• _INFORMATION SHOWN_
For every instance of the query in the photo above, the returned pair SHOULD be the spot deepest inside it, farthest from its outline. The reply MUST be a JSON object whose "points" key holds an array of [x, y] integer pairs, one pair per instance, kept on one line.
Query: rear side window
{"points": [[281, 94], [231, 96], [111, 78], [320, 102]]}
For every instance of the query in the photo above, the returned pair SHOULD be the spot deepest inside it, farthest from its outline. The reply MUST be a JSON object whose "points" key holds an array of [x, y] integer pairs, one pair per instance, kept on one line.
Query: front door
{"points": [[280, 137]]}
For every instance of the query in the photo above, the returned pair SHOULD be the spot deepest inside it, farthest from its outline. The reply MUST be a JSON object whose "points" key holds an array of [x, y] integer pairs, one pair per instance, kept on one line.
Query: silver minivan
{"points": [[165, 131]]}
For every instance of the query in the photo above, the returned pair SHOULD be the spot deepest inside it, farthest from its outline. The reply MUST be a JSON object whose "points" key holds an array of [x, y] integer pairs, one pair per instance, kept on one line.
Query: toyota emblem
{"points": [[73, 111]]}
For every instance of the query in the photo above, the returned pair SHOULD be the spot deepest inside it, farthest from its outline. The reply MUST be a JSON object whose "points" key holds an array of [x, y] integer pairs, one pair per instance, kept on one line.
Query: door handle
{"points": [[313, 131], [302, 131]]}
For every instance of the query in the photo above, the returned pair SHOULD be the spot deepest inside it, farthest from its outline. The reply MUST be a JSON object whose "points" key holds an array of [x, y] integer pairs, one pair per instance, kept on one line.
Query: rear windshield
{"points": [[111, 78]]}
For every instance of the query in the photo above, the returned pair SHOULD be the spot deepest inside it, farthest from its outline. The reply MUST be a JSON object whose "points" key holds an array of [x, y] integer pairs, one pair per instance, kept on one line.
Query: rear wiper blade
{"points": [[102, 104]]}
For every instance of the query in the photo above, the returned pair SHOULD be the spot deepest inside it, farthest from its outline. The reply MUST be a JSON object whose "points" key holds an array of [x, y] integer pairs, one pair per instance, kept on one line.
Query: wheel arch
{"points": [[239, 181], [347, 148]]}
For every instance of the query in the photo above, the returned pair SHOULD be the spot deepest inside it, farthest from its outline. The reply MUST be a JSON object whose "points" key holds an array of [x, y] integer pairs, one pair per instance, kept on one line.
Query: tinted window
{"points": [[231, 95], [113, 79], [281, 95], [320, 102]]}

• _WHAT YOU NEED TO DO_
A complete, exact copy of the material is required.

• _WRITTEN SOLUTION_
For every instance of the query in the photo above, the returned pair SHOULD be the spot deepest inside it, farthest from its outline. The reply MUST be a JSON object whose "points" key holds an array of [x, y] integer pairs, one pair per instance, kept on one line.
Query: rear side window
{"points": [[281, 94], [231, 96], [111, 78], [320, 102]]}
For every instance of the query in the photo above, the returned pair SHOULD be the spot deepest inside it, farthest from its outline. The reply MUST be a JSON object whose "points" key holds an array of [x, y] integer pairs, one pair per instance, kept on one line.
Query: front door
{"points": [[280, 137]]}
For every instance of the query in the photo above, the returned pair SHOULD be the spot deepest inside it, farthest from its outline. The reply MUST be a JSON object whose "points" key holds an array of [x, y] integer pairs, one pair per instance, kept on one line.
Query: silver minivan
{"points": [[165, 131]]}
For every instance of the query in the photo above, the returned pair SHOULD be the spot deepest inside it, farthest from its outline. The reply MUST be a JSON object whose "points" key holds an array of [x, y] integer pairs, one pair per instance, kept on one line.
Query: toyota emblem
{"points": [[73, 111]]}
For every instance of the query in the photo above, the returned pair SHOULD be the spot deepest inside it, farthest from its outline. The reply MUST be a JSON object whose "points" key holds an array of [x, y] integer pairs, one pair per instance, kept on one line.
Query: door handle
{"points": [[313, 131], [302, 131]]}
For every instance of the query in the photo above, the returned pair SHOULD be the spot deepest inside it, farthest from its outline. The reply MUST be a JSON object whose "points" key holds an array of [x, y] integer pairs, one pair per instance, kept on one line.
Query: rear windshield
{"points": [[111, 78]]}
For every instance of the query in the photo above, the returned pair SHOULD be the spot deepest inside it, farthest from its outline. The reply MUST be a JSON object whose "points" key holds an array of [x, y] integer pairs, one pair per instance, kept on one line.
Query: rear wiper blade
{"points": [[102, 104]]}
For every instance of the query in the photo above, the returned pair SHOULD be the spot deepest inside it, farthest from its outline. The reply MUST be a JSON object whose "points" key holds an array of [x, y] integer pairs, one pair per instance, kept on one line.
Query: wheel arch
{"points": [[239, 181], [347, 148]]}
For every instance of the query in the photo above, the returned pair SHOULD be the spot deepest inside it, farthest from its outline. The reply MUST be a JSON object whose "points" key holds an array of [x, y] integer pairs, one pair per instance, kept on one line.
Query: tinted window
{"points": [[231, 95], [113, 79], [281, 95], [320, 102]]}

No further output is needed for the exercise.